## Extracted rows
┌────────
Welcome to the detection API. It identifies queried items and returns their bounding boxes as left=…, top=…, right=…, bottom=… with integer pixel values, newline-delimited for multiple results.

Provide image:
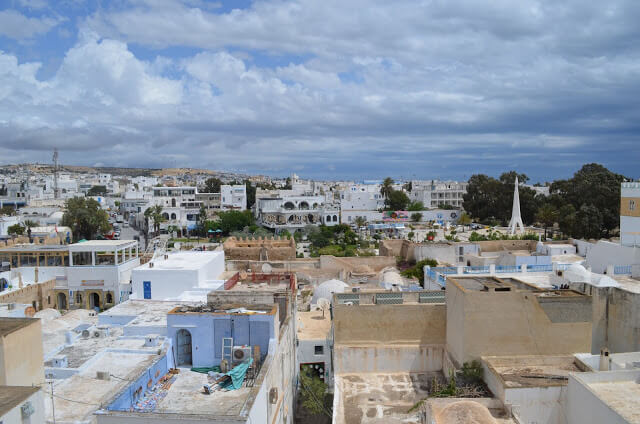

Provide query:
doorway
left=89, top=293, right=100, bottom=309
left=176, top=328, right=193, bottom=366
left=58, top=293, right=67, bottom=309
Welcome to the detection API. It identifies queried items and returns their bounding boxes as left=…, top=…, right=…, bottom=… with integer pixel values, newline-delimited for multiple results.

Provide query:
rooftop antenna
left=509, top=175, right=524, bottom=235
left=53, top=147, right=60, bottom=199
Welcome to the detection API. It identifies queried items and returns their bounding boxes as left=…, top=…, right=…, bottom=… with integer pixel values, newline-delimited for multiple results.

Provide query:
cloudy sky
left=0, top=0, right=640, bottom=181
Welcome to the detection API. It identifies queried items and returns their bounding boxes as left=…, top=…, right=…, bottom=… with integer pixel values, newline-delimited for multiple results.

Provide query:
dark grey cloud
left=0, top=0, right=640, bottom=180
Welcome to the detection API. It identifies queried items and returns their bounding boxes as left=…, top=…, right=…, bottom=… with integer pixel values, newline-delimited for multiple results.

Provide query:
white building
left=220, top=184, right=247, bottom=211
left=0, top=240, right=140, bottom=309
left=254, top=190, right=340, bottom=231
left=131, top=251, right=225, bottom=302
left=620, top=182, right=640, bottom=247
left=409, top=180, right=469, bottom=208
left=0, top=386, right=45, bottom=424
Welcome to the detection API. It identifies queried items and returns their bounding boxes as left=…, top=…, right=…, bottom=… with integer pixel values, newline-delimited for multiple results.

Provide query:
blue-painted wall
left=167, top=313, right=275, bottom=367
left=107, top=352, right=171, bottom=411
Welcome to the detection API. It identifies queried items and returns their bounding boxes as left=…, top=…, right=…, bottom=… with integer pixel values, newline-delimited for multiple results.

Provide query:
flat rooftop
left=0, top=386, right=40, bottom=417
left=609, top=275, right=640, bottom=293
left=0, top=317, right=38, bottom=337
left=169, top=303, right=277, bottom=315
left=333, top=372, right=513, bottom=424
left=136, top=251, right=224, bottom=271
left=98, top=299, right=200, bottom=327
left=68, top=240, right=138, bottom=252
left=482, top=355, right=583, bottom=388
left=45, top=348, right=160, bottom=422
left=0, top=244, right=69, bottom=253
left=572, top=370, right=640, bottom=423
left=296, top=310, right=331, bottom=340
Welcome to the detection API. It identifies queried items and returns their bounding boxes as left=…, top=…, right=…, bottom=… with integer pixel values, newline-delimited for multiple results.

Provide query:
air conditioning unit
left=231, top=346, right=251, bottom=365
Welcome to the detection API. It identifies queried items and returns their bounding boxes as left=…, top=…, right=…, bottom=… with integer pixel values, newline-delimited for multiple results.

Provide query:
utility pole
left=49, top=380, right=56, bottom=424
left=53, top=147, right=60, bottom=199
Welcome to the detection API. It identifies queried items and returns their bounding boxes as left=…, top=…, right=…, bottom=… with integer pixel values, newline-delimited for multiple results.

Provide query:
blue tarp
left=220, top=358, right=253, bottom=390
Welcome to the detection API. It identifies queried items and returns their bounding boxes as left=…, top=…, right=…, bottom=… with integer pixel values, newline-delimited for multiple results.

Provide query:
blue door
left=142, top=281, right=151, bottom=299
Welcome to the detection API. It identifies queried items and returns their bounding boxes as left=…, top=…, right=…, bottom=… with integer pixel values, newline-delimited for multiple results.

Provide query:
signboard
left=80, top=280, right=104, bottom=286
left=382, top=211, right=409, bottom=222
left=142, top=281, right=151, bottom=299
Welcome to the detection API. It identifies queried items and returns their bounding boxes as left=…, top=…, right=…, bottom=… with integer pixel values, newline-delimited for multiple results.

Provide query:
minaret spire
left=509, top=175, right=524, bottom=235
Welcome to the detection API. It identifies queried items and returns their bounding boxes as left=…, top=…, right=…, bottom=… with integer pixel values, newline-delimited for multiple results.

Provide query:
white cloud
left=0, top=10, right=60, bottom=40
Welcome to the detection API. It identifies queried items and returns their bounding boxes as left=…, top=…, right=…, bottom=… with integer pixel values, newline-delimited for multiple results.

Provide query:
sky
left=0, top=0, right=640, bottom=182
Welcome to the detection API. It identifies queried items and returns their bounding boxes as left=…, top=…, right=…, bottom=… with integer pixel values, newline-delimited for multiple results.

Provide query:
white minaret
left=509, top=176, right=524, bottom=235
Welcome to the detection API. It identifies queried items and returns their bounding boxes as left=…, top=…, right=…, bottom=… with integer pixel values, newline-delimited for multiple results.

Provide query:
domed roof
left=436, top=400, right=496, bottom=424
left=564, top=264, right=591, bottom=283
left=353, top=264, right=373, bottom=274
left=311, top=280, right=349, bottom=304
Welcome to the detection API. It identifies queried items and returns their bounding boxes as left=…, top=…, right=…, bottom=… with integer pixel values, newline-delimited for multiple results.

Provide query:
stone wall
left=223, top=237, right=296, bottom=261
left=333, top=303, right=447, bottom=346
left=446, top=278, right=592, bottom=366
left=0, top=280, right=56, bottom=311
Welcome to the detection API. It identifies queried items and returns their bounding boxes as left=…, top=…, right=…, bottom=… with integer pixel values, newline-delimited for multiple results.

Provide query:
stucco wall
left=585, top=286, right=640, bottom=354
left=0, top=318, right=44, bottom=386
left=0, top=280, right=56, bottom=310
left=334, top=343, right=444, bottom=374
left=333, top=303, right=447, bottom=346
left=0, top=390, right=45, bottom=424
left=446, top=283, right=591, bottom=365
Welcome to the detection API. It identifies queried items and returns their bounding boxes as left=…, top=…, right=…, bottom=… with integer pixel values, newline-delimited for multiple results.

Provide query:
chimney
left=598, top=347, right=611, bottom=371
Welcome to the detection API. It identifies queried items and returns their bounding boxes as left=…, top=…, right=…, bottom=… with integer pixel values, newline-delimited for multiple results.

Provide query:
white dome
left=311, top=280, right=349, bottom=305
left=564, top=264, right=591, bottom=283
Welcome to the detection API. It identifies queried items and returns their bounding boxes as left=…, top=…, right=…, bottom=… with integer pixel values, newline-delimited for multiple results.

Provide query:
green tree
left=407, top=202, right=424, bottom=211
left=196, top=205, right=207, bottom=237
left=0, top=205, right=16, bottom=216
left=387, top=190, right=409, bottom=211
left=203, top=177, right=222, bottom=193
left=7, top=224, right=24, bottom=236
left=62, top=197, right=110, bottom=240
left=144, top=205, right=167, bottom=236
left=356, top=216, right=367, bottom=228
left=458, top=212, right=471, bottom=230
left=300, top=367, right=332, bottom=418
left=380, top=177, right=393, bottom=199
left=536, top=203, right=558, bottom=240
left=550, top=163, right=625, bottom=238
left=87, top=186, right=107, bottom=196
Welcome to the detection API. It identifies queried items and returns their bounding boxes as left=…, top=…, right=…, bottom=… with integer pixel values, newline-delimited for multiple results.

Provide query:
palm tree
left=536, top=203, right=558, bottom=240
left=458, top=212, right=471, bottom=231
left=380, top=177, right=393, bottom=199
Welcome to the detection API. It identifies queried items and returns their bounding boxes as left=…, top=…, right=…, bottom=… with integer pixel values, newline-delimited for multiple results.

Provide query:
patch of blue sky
left=338, top=71, right=364, bottom=85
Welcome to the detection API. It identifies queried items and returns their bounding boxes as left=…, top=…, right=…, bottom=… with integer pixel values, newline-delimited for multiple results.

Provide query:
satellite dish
left=317, top=297, right=331, bottom=318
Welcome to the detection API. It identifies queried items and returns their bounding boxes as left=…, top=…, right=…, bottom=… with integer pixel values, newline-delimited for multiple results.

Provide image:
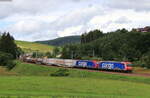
└────────
## Stated goal
Extract each line from the rows above that contains the string "blue".

## The result
blue-painted wall
blue tarp
blue door
patch of blue sky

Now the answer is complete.